What the task requires:
Locate the line containing "Indicate the garuda" in the data below. Reproduce it and every following line up to the end, exactly as given.

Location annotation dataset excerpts
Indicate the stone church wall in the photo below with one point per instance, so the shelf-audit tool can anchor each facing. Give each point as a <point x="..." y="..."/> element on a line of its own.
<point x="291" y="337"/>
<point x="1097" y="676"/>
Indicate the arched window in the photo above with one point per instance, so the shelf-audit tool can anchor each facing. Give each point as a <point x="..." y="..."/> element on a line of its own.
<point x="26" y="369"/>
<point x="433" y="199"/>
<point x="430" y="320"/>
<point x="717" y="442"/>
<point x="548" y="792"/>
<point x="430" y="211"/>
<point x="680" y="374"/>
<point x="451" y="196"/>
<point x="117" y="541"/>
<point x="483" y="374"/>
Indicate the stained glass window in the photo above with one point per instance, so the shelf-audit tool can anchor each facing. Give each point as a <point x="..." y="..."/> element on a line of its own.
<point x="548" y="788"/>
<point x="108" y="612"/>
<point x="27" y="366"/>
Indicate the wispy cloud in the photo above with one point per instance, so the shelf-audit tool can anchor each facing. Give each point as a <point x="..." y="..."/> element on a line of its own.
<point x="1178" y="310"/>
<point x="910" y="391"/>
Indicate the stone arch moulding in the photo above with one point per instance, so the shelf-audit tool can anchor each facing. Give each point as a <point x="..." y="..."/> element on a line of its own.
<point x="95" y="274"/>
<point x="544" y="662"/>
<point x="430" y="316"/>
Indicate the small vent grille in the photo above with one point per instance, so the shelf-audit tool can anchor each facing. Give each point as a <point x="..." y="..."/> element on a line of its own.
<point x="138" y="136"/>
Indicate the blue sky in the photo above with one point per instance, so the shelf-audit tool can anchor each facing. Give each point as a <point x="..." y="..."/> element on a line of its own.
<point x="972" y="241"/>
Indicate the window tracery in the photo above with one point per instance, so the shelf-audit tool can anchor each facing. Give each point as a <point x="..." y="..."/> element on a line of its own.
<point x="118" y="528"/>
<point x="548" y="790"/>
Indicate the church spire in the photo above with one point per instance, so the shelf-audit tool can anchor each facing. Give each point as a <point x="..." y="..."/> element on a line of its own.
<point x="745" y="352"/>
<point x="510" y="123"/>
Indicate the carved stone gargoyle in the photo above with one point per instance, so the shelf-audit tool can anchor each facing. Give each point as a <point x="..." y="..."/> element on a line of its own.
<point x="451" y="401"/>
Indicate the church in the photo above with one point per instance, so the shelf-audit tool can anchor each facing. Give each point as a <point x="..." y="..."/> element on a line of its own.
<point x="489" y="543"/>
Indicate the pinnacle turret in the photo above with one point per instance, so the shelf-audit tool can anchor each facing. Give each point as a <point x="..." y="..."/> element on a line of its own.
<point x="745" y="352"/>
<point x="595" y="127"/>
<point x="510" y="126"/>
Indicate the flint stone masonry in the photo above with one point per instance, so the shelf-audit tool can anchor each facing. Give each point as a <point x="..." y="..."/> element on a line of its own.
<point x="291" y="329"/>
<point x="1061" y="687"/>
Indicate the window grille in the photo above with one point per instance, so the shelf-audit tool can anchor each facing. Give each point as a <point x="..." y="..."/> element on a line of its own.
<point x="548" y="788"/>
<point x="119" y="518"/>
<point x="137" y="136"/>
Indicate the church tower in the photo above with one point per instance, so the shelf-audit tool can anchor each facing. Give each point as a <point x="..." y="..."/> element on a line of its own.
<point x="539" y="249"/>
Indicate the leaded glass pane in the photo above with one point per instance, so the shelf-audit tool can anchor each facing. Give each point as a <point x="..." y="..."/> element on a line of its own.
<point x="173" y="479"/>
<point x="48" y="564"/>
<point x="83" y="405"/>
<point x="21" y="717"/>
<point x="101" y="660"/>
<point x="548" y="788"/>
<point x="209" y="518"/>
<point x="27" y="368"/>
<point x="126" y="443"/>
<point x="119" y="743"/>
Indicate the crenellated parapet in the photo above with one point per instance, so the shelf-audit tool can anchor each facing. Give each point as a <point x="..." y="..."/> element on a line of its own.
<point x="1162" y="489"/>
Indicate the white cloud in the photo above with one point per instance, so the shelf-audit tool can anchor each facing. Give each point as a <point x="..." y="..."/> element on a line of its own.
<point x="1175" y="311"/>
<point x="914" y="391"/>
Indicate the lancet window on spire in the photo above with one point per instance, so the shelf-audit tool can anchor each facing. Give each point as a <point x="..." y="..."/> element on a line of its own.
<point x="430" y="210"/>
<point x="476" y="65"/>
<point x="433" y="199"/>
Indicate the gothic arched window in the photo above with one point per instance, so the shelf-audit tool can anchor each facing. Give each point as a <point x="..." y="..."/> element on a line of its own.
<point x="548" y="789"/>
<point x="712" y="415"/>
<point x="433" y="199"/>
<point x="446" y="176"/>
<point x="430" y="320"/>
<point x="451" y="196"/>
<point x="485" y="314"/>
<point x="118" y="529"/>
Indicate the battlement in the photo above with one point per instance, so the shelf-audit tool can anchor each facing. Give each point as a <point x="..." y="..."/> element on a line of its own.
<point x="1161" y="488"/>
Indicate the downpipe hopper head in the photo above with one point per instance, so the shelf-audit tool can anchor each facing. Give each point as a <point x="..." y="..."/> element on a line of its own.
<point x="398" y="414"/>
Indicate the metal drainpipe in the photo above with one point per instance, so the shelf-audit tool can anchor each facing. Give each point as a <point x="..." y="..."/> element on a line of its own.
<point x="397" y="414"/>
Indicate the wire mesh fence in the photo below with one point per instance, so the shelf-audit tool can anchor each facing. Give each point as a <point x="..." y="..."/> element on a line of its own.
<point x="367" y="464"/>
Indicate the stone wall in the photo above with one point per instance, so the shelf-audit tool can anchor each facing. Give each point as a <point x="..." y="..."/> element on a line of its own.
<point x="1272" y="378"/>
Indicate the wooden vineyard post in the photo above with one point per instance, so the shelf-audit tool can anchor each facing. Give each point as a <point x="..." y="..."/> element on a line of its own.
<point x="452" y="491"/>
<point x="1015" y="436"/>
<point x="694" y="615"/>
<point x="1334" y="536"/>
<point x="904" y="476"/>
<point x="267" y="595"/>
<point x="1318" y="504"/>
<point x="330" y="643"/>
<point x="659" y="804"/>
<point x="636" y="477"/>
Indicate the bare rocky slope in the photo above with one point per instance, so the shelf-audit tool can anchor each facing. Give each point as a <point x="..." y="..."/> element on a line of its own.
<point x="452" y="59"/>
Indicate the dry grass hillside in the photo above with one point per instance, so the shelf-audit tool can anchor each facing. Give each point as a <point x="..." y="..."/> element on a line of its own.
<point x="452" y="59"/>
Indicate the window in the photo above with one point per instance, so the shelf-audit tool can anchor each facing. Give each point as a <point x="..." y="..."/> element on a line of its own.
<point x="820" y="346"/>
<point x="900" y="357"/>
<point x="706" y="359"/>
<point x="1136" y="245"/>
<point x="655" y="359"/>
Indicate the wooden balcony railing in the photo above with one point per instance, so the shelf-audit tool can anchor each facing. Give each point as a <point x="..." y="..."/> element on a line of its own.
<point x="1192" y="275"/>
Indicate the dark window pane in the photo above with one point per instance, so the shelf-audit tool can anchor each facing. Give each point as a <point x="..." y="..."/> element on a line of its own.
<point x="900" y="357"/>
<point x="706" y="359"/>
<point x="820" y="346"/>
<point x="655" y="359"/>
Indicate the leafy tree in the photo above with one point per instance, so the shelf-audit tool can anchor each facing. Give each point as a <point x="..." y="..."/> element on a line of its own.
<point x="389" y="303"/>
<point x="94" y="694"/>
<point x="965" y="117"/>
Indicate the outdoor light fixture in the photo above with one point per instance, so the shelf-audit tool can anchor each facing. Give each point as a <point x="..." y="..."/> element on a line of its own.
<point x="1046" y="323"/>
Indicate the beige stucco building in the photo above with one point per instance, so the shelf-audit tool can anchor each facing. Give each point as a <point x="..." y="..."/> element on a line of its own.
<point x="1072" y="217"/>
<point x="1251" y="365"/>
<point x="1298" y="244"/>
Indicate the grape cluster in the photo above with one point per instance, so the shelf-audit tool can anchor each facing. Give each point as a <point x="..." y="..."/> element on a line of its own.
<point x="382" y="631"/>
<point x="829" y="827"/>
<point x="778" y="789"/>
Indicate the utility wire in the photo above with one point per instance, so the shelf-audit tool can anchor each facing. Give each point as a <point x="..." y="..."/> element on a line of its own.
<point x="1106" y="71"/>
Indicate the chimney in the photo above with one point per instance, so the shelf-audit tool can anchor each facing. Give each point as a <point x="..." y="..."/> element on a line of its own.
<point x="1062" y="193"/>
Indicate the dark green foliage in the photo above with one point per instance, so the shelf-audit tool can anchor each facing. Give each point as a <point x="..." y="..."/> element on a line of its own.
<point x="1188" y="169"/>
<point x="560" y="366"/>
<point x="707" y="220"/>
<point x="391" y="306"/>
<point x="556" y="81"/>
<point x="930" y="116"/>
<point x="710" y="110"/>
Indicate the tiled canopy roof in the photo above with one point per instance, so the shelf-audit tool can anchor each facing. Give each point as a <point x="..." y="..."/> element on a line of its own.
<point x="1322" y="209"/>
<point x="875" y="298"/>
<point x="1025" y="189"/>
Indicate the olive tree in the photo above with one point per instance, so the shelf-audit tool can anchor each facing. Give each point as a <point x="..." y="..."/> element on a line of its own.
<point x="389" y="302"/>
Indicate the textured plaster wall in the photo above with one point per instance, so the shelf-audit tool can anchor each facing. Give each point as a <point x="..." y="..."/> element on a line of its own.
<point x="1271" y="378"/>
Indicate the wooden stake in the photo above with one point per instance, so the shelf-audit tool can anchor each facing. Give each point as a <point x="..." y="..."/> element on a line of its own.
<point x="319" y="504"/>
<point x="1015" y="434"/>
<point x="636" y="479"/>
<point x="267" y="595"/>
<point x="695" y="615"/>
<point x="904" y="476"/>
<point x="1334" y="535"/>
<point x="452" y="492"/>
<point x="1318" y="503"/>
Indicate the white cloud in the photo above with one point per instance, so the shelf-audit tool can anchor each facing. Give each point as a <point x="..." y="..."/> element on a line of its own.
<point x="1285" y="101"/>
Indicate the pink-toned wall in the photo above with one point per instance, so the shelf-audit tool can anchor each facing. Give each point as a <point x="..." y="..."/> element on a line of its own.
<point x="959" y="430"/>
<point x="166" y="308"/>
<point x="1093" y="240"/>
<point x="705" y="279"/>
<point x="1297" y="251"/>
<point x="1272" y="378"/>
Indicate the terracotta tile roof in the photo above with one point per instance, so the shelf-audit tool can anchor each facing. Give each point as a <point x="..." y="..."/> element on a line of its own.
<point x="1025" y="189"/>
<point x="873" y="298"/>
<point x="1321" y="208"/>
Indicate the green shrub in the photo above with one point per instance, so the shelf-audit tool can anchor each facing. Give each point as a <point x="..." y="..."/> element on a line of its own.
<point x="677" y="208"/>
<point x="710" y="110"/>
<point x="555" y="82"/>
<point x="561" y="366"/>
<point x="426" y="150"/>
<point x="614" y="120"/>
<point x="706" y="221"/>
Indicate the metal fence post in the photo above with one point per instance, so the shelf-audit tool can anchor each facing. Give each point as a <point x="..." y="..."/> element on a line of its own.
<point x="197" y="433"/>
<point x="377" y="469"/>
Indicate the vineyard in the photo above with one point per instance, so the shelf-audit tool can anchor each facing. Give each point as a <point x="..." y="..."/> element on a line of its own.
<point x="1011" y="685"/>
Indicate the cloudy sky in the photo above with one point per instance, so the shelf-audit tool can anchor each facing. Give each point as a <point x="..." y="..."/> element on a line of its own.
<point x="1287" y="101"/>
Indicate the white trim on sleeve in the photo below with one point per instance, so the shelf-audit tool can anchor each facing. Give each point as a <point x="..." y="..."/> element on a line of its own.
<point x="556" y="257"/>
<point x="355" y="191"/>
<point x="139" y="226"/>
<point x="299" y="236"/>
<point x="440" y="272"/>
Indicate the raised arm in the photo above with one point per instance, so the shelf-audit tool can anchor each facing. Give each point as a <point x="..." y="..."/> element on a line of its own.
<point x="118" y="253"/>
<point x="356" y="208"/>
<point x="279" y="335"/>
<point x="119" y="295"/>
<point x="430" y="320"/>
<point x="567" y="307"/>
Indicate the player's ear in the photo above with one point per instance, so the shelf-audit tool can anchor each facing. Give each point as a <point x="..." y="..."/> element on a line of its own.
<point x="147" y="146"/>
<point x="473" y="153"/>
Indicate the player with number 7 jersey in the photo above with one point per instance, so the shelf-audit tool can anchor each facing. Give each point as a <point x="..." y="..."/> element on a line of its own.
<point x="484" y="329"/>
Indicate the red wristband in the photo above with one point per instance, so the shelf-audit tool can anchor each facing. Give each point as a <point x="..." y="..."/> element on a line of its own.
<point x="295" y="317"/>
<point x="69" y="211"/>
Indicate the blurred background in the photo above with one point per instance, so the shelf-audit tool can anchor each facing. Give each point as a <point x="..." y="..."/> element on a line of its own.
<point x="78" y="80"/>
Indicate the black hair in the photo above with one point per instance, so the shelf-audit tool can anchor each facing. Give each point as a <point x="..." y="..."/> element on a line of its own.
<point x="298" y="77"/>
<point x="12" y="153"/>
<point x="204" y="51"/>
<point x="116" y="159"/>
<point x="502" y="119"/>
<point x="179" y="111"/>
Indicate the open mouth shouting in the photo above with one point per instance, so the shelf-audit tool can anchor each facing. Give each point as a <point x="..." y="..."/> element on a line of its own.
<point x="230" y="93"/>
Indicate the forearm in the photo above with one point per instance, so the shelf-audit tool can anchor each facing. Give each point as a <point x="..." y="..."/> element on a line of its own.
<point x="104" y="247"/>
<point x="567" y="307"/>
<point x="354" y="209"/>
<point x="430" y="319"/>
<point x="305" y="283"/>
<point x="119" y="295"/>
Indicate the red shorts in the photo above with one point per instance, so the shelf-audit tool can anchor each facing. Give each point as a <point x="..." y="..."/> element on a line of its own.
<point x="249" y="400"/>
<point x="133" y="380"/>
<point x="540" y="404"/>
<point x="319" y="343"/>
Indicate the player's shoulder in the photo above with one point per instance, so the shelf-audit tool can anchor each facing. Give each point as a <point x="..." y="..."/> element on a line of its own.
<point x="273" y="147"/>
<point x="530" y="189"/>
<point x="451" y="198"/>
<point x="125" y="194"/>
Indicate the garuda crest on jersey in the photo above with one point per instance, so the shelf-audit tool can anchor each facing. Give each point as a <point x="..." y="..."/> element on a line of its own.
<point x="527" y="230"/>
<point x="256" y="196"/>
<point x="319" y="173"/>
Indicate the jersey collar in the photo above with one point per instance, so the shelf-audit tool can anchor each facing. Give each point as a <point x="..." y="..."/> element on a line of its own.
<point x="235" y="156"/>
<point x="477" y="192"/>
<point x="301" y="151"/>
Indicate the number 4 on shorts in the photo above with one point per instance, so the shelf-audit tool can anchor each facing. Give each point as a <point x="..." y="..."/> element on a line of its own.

Result of the task:
Indicate the garuda crest on jersey in the photo above with one point per instance, so the shelf-audit tool can anchor each facing. Give each point as a <point x="..." y="..."/> element on a line of its own.
<point x="527" y="230"/>
<point x="256" y="196"/>
<point x="319" y="173"/>
Indicate the jersey collar in the photo above with one point per instance, so the shelf-audit tool can anchor each facing. Give each point as a <point x="..." y="..."/> element on a line of its own.
<point x="235" y="156"/>
<point x="477" y="192"/>
<point x="301" y="151"/>
Indicate the number 4 on shorts in the photo above with one point per instance, so the shelf-audit tool can anchor each facing. Give each point as a <point x="..." y="..."/> element on a line of its own.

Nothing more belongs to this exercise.